Which lines of the material below contain the string "banner"? Pull out each of them and copy it in full.

----- Material

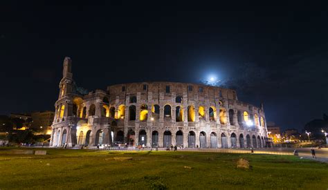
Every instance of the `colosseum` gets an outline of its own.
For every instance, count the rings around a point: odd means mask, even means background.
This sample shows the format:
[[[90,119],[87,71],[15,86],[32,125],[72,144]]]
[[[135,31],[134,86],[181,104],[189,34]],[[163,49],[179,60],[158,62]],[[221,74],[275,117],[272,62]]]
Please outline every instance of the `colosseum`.
[[[239,101],[235,90],[154,82],[88,92],[76,86],[71,67],[65,57],[51,146],[269,146],[263,106]]]

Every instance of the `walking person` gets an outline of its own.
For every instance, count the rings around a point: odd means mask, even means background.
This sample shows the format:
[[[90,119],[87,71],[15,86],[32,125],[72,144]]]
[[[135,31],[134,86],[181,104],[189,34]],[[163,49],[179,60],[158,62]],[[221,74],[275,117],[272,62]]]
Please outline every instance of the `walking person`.
[[[314,149],[311,149],[311,153],[312,154],[312,158],[317,159],[316,157],[316,151],[314,151]]]

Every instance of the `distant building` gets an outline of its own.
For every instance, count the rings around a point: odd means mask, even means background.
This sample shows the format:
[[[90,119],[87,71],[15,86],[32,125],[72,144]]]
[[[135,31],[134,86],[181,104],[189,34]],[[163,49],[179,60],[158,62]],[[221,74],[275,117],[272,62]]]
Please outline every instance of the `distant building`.
[[[37,111],[31,113],[33,120],[31,129],[43,134],[51,133],[51,125],[53,124],[55,113],[51,111]],[[49,134],[50,134],[49,133]]]

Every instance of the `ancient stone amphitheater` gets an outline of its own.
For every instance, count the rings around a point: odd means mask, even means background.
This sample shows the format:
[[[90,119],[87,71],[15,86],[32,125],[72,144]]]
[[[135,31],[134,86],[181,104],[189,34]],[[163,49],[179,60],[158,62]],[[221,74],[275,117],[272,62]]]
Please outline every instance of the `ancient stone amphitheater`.
[[[64,61],[51,146],[249,148],[268,146],[263,106],[232,89],[199,84],[140,82],[86,92]]]

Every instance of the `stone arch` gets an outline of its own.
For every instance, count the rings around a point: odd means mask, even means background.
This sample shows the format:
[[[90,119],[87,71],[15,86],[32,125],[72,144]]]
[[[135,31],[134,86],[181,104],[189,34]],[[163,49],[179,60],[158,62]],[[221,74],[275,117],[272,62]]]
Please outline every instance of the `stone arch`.
[[[245,145],[244,144],[244,135],[243,135],[243,134],[240,134],[240,135],[239,135],[239,147],[240,148],[245,148]]]
[[[235,121],[233,120],[235,117],[235,111],[233,109],[229,110],[229,122],[230,125],[235,125]]]
[[[158,131],[152,132],[152,147],[158,147]]]
[[[86,134],[85,135],[85,141],[84,141],[84,144],[88,145],[90,144],[90,136],[91,133],[91,130],[89,130],[86,131]]]
[[[136,106],[131,105],[129,106],[129,120],[136,120]]]
[[[226,136],[226,134],[224,134],[224,133],[221,133],[221,144],[222,149],[229,148],[228,145],[228,138]]]
[[[93,116],[95,115],[95,104],[92,104],[90,107],[89,108],[89,116]]]
[[[205,119],[205,108],[203,106],[199,106],[198,108],[198,117],[199,119]]]
[[[175,108],[175,120],[176,122],[183,122],[183,108],[182,106],[177,106]]]
[[[115,118],[115,107],[114,106],[111,106],[109,108],[109,117]]]
[[[171,106],[169,104],[164,106],[164,117],[171,118]]]
[[[181,130],[176,131],[175,135],[175,142],[176,146],[183,146],[183,133]]]
[[[215,132],[210,133],[210,147],[212,149],[217,148],[217,136]]]
[[[164,147],[170,147],[172,144],[172,133],[170,131],[165,131],[164,132],[164,137],[163,138],[163,146]]]
[[[231,148],[237,148],[237,135],[235,133],[230,135],[230,140],[231,142]]]
[[[190,131],[188,133],[188,147],[194,148],[196,144],[196,135],[194,131]]]
[[[210,106],[208,108],[208,115],[210,117],[210,121],[217,120],[217,108],[215,106]]]
[[[159,120],[160,106],[158,104],[154,104],[152,106],[152,117],[154,120]]]
[[[134,108],[136,108],[136,106],[134,106]],[[123,104],[121,104],[118,106],[117,117],[116,119],[124,120],[125,117],[125,106]]]
[[[176,103],[180,103],[181,104],[182,103],[182,100],[183,100],[183,97],[181,95],[178,95],[175,98],[175,102]]]
[[[136,137],[136,133],[132,129],[129,129],[127,131],[127,145],[131,146],[134,146],[134,139]]]
[[[79,134],[79,139],[78,139],[78,144],[83,144],[83,137],[84,137],[83,131],[80,131],[80,134]]]
[[[253,148],[257,148],[257,142],[256,142],[255,135],[253,135],[252,139],[253,139]]]
[[[102,129],[99,129],[97,131],[97,133],[95,133],[95,144],[103,144],[103,140],[104,140],[104,131]]]
[[[147,121],[148,119],[148,106],[146,104],[143,104],[140,106],[140,120]]]
[[[139,131],[139,145],[147,146],[147,133],[144,129]]]
[[[220,124],[227,124],[227,113],[225,108],[220,108]]]
[[[188,122],[194,122],[194,106],[189,106],[188,111]]]
[[[201,149],[206,148],[206,133],[204,131],[199,133],[199,147]]]
[[[249,135],[246,135],[246,147],[250,148],[252,146],[250,144],[250,136]]]

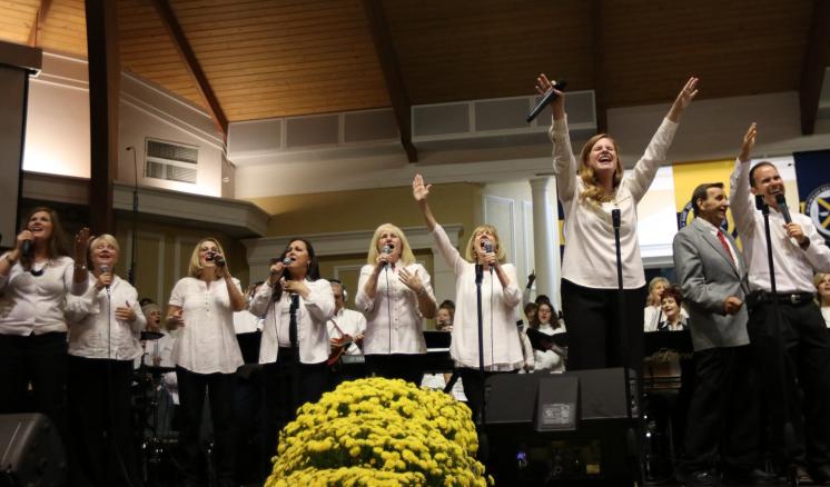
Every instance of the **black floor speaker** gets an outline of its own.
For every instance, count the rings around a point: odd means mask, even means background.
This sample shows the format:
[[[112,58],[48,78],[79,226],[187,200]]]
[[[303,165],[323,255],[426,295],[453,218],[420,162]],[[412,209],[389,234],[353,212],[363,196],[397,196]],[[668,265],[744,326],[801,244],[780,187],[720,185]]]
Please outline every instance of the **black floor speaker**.
[[[66,478],[60,435],[47,416],[0,415],[0,486],[60,487]]]
[[[638,413],[629,418],[622,368],[495,375],[485,395],[497,485],[619,487],[639,478]]]

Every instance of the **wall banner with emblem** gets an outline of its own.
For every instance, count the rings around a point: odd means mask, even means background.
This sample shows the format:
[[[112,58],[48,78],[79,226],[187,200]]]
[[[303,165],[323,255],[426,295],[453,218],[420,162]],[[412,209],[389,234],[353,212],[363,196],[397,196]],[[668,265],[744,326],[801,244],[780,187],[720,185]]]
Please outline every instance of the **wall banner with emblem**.
[[[830,245],[830,150],[796,152],[793,158],[801,212]]]

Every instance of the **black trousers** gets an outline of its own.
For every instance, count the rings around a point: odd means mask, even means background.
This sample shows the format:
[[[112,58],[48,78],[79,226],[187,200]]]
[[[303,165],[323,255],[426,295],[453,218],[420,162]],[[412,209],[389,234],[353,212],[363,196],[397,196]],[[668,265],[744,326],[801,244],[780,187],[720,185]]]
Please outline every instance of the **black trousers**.
[[[695,351],[694,367],[698,387],[689,407],[683,468],[757,467],[760,397],[750,346]]]
[[[201,445],[199,431],[205,408],[205,392],[210,401],[210,418],[214,424],[214,455],[216,479],[219,486],[234,485],[235,427],[234,374],[197,374],[176,366],[179,385],[181,430],[179,440],[185,454],[184,474],[188,485],[204,481],[199,458]]]
[[[0,414],[34,410],[67,426],[67,334],[0,335]],[[29,382],[33,404],[28,400]]]
[[[424,378],[424,354],[367,355],[369,374],[387,379],[404,379],[421,387]]]
[[[616,289],[593,289],[562,279],[562,314],[567,324],[567,369],[643,368],[645,286],[624,289],[625,329]],[[626,350],[621,341],[623,334]]]
[[[295,362],[296,351],[293,348],[279,347],[277,361],[266,364],[263,368],[265,377],[265,465],[270,466],[270,459],[277,455],[279,431],[293,421],[297,408],[306,402],[316,402],[326,391],[328,382],[328,366],[319,364]],[[270,473],[270,468],[267,468]]]
[[[750,308],[749,334],[757,366],[763,377],[764,405],[771,421],[771,441],[783,451],[783,418],[794,430],[794,461],[808,466],[830,464],[830,335],[813,302],[779,302],[781,341],[775,336],[772,302]],[[783,358],[783,360],[781,360]],[[802,395],[803,394],[803,399]],[[787,410],[782,405],[785,399]],[[783,459],[783,457],[780,457]]]
[[[87,485],[139,486],[132,425],[132,360],[69,356],[71,448]]]

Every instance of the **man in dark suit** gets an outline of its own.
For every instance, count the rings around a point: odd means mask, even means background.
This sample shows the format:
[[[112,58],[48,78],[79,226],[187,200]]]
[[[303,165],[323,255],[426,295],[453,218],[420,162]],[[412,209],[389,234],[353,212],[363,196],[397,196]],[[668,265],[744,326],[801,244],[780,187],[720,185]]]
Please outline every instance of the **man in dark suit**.
[[[698,376],[678,477],[688,486],[718,485],[720,470],[724,484],[770,484],[774,477],[757,468],[758,386],[747,332],[747,264],[720,228],[729,208],[723,183],[698,186],[691,203],[695,218],[673,244]]]

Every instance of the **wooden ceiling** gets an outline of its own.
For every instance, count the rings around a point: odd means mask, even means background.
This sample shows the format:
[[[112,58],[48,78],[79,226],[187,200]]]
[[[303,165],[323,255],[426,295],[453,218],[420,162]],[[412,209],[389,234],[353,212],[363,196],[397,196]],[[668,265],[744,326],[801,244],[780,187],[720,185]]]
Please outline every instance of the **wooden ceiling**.
[[[406,123],[409,103],[532,93],[538,71],[600,111],[668,102],[690,74],[702,98],[803,97],[830,64],[822,0],[113,1],[123,69],[229,122],[393,106]],[[0,0],[0,38],[86,57],[83,12]]]

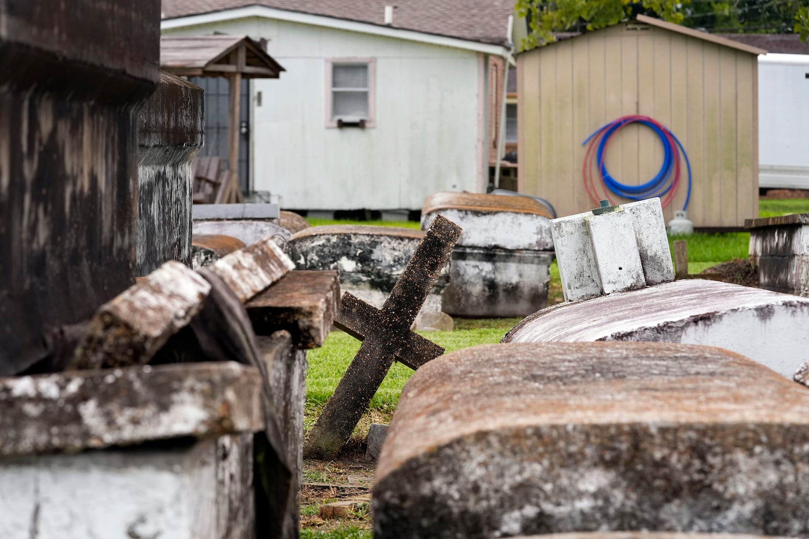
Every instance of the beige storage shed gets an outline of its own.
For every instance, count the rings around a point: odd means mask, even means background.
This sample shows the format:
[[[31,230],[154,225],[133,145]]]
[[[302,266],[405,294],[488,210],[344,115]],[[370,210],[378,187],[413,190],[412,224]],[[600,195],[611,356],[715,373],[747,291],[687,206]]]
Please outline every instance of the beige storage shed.
[[[765,53],[643,15],[520,53],[520,192],[547,199],[559,216],[593,208],[582,143],[604,124],[640,114],[667,127],[688,154],[694,226],[743,226],[758,217],[756,62]],[[640,185],[660,169],[663,149],[650,128],[632,124],[612,137],[604,158],[614,179]],[[667,221],[683,208],[687,178],[683,162]]]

----------

▶ Output for this task:
Every instance of the **wall banner with emblem** gets an outline of its own.
Please outline every instance of the **wall banner with emblem**.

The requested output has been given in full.